### TASKS AND EXERCISES
a) In the Broadie appeal opinion, reproduce the passage starting with "filed: March 1, 1985." and going on through "Pittsburgh, for appellant.".
b) In the Broadie appeal opinion, what did the appellant plead guilty to?
c) What comes next in the Broadie appeal opinion after its final sentence? Write a continuation.

### SELECTED EXCERPT
################
Searching over 5,500,000 cases.


searching
Buy This Entire Record For $7.95

Official citation and/or docket number and footnotes (if any) for this case available with purchase.

Learn more about what you receive with purchase of this case.

COMMONWEALTH PENNSYLVANIA v. JAMES A. BROADIE (03/01/85)

SUPERIOR COURT OF PENNSYLVANIA


filed: March 1, 1985.

COMMONWEALTH OF PENNSYLVANIA
v.
JAMES A. BROADIE, JAMES H. BROADIE, JAMES BROADIE, APPELLANT

No. 00716 Pittsburgh, 1983, Appeal from the Judgment of Sentence of the Court of Common Pleas, Allegheny County, Criminal Division, at Nos. 8207468A/8207470A, 8209700A/8209701A and 8209703A.

COUNSEL

John H. Corbett, Jr., Public Defender, Pittsburgh, for appellant.

Robert L. Eberhardt, Deputy District Attorney, Pittsburgh, for Commonwealth, appellee.

Wickersham, Brosky and Roberts, JJ.

Author: Brosky

[ 339 Pa. Super. Page 397]

This appeal is from the judgment of sentence imposed after appellant pled guilty to five counts of robbery and three counts of criminal conspiracy. Appellant contends that: (1) the double jeopardy clause of the United States Constitution was violated when the trial court increased his sentence; (2) the trial court erred by basing the increase in his sentence on uncorroborated statements by the prosecution; and (3) the trial court erred by increasing his sentence without a showing of any change in circumstances. We disagree with appellant, and, accordingly, affirm the judgment of sentence.
################
### STORED DATA
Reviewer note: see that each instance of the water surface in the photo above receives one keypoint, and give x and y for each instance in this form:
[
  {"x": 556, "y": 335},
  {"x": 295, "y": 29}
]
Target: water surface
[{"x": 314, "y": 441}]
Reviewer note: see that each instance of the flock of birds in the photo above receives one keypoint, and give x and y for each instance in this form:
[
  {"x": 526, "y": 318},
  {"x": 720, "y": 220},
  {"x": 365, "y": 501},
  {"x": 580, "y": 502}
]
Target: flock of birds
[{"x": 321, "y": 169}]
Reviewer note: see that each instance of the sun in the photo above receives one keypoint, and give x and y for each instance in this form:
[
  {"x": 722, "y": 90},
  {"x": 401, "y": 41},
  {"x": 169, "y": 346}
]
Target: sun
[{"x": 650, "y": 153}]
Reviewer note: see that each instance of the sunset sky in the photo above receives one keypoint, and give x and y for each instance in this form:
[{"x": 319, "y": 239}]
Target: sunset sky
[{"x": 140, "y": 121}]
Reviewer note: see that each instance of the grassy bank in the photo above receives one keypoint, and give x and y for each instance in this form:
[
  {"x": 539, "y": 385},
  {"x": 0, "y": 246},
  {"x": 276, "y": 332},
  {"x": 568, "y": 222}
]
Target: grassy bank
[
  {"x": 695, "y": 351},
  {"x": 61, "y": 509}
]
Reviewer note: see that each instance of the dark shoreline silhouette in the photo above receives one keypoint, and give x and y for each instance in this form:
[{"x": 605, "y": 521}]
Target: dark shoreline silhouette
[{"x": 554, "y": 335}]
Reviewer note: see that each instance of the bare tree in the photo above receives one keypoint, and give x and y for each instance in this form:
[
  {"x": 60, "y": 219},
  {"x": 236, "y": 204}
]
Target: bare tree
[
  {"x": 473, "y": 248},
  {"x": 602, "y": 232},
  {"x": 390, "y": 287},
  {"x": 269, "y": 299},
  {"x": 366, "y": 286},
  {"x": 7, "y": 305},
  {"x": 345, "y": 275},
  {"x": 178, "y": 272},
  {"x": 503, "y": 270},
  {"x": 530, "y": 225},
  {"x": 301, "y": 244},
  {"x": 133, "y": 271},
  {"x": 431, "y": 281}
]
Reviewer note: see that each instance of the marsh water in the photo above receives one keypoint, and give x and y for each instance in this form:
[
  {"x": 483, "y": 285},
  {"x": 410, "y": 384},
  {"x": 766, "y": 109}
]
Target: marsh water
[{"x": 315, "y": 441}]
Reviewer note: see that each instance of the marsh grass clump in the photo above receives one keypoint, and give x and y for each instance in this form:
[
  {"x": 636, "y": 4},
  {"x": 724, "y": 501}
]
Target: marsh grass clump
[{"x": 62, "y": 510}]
################
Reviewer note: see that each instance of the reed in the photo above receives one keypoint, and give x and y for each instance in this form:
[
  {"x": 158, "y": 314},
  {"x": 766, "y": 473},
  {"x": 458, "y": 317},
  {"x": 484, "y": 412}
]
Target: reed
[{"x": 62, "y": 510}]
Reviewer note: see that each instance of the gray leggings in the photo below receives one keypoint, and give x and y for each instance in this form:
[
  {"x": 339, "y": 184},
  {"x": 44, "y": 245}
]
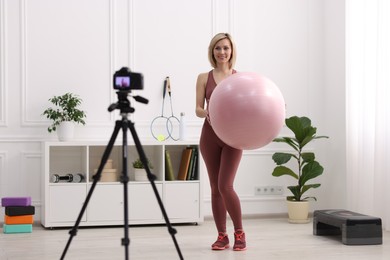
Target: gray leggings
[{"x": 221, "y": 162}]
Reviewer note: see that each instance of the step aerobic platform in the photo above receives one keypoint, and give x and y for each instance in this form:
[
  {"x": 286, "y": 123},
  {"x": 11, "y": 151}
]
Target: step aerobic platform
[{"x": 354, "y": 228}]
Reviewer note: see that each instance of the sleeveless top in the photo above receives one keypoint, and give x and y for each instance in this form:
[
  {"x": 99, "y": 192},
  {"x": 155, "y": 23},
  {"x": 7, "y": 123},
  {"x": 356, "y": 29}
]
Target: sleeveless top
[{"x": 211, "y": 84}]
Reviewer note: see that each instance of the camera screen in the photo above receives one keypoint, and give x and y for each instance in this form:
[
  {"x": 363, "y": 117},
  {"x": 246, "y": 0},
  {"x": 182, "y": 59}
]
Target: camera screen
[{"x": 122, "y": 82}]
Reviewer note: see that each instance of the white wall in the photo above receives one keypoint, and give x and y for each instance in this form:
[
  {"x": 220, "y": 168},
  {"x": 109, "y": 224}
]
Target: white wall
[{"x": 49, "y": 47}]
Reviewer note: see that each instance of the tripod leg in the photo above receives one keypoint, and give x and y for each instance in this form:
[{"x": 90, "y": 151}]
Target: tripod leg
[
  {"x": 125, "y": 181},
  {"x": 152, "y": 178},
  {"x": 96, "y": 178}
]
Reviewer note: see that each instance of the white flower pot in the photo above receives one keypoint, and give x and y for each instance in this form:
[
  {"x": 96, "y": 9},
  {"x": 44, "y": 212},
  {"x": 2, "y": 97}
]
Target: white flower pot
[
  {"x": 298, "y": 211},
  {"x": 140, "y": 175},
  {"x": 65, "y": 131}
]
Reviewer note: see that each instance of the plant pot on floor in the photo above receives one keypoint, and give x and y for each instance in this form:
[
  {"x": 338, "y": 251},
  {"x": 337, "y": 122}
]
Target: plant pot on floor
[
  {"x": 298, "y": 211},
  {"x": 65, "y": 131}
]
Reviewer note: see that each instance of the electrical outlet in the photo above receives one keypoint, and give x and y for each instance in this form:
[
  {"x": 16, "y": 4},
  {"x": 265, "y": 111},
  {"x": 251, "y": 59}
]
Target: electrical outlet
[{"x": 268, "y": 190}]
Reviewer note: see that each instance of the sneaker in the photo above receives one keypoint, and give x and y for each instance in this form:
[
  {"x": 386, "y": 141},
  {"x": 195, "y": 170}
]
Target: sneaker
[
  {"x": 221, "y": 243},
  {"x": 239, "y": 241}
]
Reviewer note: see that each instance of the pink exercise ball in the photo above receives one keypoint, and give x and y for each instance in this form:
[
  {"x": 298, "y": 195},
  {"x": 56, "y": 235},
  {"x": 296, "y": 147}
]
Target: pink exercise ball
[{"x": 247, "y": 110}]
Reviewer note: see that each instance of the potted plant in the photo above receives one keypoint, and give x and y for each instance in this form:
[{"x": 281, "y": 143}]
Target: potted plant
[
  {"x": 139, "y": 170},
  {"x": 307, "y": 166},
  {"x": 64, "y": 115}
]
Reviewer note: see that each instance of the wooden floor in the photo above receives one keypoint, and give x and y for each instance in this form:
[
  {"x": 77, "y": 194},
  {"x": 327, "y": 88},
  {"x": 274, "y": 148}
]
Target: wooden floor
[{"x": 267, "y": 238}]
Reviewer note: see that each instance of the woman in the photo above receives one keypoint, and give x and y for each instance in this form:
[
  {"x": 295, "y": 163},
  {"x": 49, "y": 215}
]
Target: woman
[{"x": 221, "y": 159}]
################
### EXPECTED OUTPUTS
a)
filed: March 1, 1985.

COMMONWEALTH OF PENNSYLVANIA
v.
JAMES A. BROADIE, JAMES H. BROADIE, JAMES BROADIE, APPELLANT

No. 00716 Pittsburgh, 1983, Appeal from the Judgment of Sentence of the Court of Common Pleas, Allegheny County, Criminal Division, at Nos. 8207468A/8207470A, 8209700A/8209701A and 8209703A.

COUNSEL

John H. Corbett, Jr., Public Defender, Pittsburgh, for appellant.

b) Five counts of robbery and three counts of criminal conspiracy.

c)
On March 21, 1983, appellant pled guilty to five counts of robbery and three counts of criminal conspiracy. He was sentenced to five concurrent terms of five to ten years imprisonment on May 10, 1983. The Commonwealth on May 12, 1983, filed a petition to reconsider the sentence. Following a hearing on the petition on May 19, 1983, the sentencing court vacated one of the concurrent sentences and made it consecutive to the other four sentences. Appellant did not file a motion to modify the new sentence. This appeal timely followed.

All of appellant's claims involve the propriety of the sentence imposed on May 19, 1983. We note that the

[ 339 Pa. Super. Page 398]

Commonwealth contends that all sentencing claims other than those involving the legality of the sentence have been waived by appellant's failure to file a motion to modify sentence under Pa.R.Crim.P. 1410.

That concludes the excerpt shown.